BEGIN Input for this task
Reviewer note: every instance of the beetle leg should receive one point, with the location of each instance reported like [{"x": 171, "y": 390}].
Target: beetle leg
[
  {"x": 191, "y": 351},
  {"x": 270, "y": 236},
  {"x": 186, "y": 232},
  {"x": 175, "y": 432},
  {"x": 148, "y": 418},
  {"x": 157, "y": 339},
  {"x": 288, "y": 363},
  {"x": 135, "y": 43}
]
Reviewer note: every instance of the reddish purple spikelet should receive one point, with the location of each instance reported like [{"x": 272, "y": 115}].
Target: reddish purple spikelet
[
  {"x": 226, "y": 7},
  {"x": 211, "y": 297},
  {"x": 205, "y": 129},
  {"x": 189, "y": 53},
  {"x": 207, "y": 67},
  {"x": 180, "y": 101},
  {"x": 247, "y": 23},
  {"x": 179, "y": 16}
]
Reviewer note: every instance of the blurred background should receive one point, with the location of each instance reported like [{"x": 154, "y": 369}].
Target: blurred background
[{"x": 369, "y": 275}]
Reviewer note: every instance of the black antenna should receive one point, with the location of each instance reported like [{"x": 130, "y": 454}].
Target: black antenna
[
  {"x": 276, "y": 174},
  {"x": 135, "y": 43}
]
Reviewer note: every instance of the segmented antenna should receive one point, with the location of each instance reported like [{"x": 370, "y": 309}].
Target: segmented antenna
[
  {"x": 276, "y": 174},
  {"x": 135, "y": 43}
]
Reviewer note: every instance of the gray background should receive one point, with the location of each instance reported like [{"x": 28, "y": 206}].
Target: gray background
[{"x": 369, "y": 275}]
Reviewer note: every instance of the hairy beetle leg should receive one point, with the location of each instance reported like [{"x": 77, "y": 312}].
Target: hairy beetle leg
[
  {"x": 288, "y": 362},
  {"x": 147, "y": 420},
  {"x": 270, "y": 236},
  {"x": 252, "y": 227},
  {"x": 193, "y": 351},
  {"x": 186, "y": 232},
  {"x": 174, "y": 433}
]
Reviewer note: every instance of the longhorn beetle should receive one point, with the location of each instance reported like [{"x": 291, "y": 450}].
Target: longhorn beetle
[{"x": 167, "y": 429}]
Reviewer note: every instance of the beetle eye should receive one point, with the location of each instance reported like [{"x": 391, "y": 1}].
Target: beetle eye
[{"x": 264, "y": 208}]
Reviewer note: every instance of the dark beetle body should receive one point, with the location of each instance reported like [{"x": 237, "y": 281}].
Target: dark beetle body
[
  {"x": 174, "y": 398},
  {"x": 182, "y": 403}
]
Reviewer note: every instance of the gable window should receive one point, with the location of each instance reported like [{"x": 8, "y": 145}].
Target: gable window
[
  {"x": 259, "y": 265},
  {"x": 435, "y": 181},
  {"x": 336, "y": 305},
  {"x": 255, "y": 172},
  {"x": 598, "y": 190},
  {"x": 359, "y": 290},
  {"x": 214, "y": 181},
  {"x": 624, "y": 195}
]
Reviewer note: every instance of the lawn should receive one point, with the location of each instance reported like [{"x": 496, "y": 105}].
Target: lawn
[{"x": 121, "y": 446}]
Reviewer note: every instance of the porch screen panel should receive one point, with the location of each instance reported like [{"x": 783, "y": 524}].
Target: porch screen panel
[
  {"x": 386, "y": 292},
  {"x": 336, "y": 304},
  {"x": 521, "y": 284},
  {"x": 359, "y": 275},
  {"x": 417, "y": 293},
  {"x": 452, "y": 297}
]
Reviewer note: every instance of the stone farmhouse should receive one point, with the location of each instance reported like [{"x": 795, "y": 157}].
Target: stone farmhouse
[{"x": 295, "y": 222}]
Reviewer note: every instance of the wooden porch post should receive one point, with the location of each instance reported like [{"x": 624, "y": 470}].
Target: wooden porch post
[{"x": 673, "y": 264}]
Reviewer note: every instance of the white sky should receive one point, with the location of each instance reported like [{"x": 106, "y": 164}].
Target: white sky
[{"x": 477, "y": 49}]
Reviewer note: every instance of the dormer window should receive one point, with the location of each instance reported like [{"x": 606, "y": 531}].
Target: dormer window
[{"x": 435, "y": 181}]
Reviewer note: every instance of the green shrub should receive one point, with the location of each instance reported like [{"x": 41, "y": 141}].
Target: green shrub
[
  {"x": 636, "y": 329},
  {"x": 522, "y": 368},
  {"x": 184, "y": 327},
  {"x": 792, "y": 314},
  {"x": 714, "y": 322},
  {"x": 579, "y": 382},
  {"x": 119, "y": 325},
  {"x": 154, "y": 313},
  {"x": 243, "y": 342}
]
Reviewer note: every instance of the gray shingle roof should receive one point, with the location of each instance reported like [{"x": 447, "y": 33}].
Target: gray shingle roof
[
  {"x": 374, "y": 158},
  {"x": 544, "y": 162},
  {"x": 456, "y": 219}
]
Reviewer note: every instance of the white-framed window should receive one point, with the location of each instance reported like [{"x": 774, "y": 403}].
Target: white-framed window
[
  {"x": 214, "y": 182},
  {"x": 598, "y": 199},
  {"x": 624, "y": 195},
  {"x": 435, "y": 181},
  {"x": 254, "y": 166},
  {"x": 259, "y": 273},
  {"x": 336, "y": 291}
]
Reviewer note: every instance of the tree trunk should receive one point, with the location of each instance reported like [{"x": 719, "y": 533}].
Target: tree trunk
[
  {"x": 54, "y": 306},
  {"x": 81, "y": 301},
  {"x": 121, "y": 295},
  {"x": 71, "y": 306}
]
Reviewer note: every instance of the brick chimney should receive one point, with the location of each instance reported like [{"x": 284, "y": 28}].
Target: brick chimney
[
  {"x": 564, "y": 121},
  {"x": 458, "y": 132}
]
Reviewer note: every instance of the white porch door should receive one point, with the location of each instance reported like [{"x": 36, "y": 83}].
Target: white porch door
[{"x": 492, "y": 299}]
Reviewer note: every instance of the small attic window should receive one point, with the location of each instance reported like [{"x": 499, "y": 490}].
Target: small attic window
END Input for this task
Exercise prompt: Give back the listing exactly, please, from its first line to the line containing "Reviewer note: every instance of the reddish", inclusive, and nothing past that line.

Your solution:
Reviewer note: every instance of the beetle leg should receive one point, with the location of each instance reported like [{"x": 171, "y": 390}].
Target: beetle leg
[
  {"x": 191, "y": 351},
  {"x": 270, "y": 236},
  {"x": 186, "y": 232},
  {"x": 175, "y": 432},
  {"x": 148, "y": 418},
  {"x": 157, "y": 339},
  {"x": 288, "y": 363},
  {"x": 135, "y": 43}
]
Reviewer note: every instance of the reddish purple spikelet should receive one point, with the location of each instance reported like [{"x": 272, "y": 115}].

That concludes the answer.